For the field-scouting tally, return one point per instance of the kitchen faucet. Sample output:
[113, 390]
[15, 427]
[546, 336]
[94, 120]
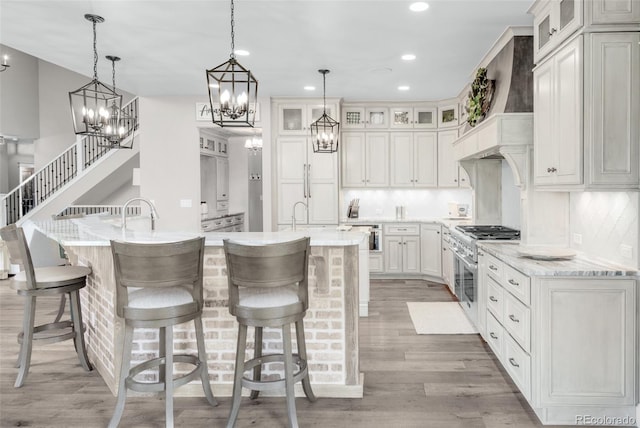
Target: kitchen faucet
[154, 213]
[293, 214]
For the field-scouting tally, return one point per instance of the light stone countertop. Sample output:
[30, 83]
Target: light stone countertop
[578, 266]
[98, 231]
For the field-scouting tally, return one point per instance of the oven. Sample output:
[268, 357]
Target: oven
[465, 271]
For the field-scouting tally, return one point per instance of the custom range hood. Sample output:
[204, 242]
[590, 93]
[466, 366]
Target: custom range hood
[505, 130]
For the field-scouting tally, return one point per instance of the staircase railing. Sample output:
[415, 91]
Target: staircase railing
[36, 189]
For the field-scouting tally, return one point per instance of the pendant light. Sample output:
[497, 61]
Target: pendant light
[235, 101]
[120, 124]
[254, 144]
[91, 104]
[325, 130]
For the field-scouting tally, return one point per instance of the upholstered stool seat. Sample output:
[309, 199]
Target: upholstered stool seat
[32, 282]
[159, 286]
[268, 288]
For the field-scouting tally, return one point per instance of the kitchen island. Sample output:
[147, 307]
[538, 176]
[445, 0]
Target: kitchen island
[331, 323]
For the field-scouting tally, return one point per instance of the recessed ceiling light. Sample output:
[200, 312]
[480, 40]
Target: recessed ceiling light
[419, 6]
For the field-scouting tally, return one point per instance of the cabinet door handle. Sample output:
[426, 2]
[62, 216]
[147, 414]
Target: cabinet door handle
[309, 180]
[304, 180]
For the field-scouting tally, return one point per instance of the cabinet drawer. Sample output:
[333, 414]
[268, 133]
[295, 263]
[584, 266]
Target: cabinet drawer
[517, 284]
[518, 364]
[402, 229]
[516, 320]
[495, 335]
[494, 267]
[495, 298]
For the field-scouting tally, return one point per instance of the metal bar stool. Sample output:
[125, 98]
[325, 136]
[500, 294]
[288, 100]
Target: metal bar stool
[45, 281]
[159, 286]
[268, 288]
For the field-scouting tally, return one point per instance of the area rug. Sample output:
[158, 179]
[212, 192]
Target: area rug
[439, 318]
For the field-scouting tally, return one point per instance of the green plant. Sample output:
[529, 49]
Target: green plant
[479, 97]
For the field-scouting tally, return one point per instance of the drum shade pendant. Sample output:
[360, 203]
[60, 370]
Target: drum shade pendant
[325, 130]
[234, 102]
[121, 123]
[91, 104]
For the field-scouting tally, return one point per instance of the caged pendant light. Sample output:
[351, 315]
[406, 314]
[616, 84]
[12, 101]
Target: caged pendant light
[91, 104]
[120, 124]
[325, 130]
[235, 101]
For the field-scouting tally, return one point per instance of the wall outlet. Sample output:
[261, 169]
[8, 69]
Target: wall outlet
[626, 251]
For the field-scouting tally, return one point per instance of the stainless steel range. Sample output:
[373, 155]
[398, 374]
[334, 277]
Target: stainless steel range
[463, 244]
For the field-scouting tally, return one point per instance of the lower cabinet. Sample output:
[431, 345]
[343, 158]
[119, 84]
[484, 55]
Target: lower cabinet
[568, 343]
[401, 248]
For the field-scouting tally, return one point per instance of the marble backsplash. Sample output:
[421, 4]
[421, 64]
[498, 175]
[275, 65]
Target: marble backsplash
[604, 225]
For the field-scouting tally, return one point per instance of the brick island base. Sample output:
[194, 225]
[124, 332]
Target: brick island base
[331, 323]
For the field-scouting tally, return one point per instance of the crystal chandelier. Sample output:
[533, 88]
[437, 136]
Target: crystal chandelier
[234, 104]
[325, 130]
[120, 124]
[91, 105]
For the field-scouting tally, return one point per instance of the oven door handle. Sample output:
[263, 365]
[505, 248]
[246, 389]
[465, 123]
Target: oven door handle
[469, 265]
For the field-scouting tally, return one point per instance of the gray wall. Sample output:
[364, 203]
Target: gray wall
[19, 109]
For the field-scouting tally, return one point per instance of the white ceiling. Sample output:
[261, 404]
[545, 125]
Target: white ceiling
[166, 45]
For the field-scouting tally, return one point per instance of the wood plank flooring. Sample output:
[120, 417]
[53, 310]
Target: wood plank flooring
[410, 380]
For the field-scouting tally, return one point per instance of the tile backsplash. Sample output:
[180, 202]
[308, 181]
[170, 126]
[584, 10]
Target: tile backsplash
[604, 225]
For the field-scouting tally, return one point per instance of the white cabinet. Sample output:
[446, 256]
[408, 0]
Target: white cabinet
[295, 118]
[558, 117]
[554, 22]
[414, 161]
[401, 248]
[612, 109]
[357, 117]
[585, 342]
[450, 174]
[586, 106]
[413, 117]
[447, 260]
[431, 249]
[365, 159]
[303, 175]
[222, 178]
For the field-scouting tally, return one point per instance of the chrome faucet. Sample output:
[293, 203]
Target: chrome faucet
######
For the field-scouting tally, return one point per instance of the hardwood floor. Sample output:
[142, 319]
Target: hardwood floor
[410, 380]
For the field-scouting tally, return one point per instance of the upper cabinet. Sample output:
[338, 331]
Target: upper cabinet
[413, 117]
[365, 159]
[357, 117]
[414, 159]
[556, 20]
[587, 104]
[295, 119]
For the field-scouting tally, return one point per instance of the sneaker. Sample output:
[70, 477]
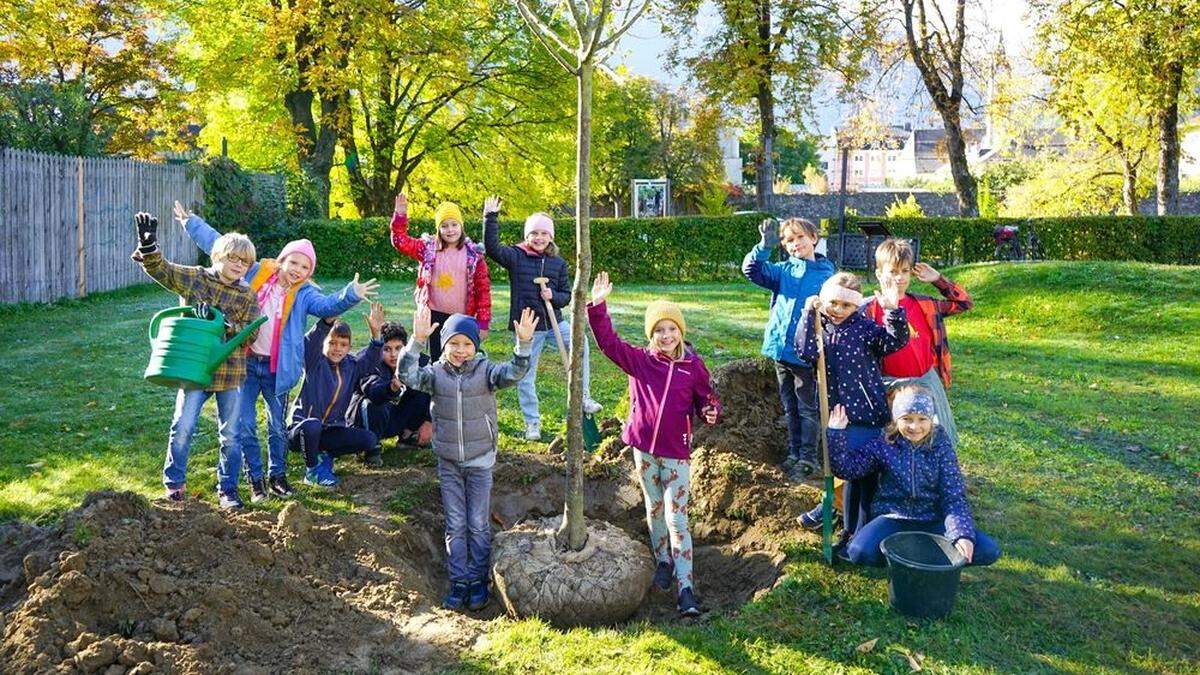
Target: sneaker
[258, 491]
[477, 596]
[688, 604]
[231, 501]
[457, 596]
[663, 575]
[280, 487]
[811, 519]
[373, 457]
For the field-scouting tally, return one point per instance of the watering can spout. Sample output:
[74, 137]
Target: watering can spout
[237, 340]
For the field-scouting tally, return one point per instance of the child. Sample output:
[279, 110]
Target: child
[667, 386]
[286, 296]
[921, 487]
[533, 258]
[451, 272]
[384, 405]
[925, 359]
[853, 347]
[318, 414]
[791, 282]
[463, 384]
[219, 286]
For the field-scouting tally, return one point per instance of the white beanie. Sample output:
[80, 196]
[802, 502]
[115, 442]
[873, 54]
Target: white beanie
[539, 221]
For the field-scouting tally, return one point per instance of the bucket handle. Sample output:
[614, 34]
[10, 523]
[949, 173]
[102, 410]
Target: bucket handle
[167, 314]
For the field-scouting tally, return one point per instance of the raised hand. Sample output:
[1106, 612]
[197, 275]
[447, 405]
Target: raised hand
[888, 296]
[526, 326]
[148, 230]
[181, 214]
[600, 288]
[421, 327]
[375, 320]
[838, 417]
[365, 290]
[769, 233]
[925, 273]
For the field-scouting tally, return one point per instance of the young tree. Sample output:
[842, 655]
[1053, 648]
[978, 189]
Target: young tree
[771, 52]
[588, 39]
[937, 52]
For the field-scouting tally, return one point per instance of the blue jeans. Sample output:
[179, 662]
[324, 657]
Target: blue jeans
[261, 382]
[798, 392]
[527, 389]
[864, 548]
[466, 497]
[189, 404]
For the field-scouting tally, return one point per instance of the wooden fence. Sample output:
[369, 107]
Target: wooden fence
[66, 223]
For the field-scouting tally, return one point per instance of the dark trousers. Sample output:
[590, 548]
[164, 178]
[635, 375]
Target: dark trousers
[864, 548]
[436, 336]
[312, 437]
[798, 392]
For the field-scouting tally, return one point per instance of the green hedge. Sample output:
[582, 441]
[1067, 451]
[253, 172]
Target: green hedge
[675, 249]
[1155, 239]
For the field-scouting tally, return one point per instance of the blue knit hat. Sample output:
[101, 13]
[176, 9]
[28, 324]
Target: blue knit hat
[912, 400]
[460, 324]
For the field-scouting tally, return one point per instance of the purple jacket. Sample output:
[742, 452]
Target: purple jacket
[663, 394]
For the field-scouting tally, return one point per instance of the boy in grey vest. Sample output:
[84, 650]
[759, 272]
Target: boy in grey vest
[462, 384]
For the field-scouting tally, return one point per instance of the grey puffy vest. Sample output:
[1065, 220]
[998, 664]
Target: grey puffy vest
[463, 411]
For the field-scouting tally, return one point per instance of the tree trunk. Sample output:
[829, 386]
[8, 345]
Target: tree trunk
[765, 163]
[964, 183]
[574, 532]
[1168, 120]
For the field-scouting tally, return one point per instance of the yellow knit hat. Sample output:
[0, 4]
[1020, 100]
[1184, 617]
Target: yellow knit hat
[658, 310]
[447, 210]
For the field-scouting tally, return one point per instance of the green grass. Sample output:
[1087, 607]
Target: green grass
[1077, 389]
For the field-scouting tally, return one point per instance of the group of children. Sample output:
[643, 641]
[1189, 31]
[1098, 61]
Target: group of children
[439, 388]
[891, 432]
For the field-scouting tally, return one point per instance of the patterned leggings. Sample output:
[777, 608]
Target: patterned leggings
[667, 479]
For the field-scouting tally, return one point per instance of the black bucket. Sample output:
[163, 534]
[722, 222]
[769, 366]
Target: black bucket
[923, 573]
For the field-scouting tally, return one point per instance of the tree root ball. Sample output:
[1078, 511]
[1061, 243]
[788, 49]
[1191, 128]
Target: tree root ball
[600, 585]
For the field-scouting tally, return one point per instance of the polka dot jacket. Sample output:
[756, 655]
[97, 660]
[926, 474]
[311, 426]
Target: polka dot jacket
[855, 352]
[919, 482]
######
*The task*.
How many lines in the material above contain the string "chandelier"? Reply with the number alone.

*Solution to the problem*.
2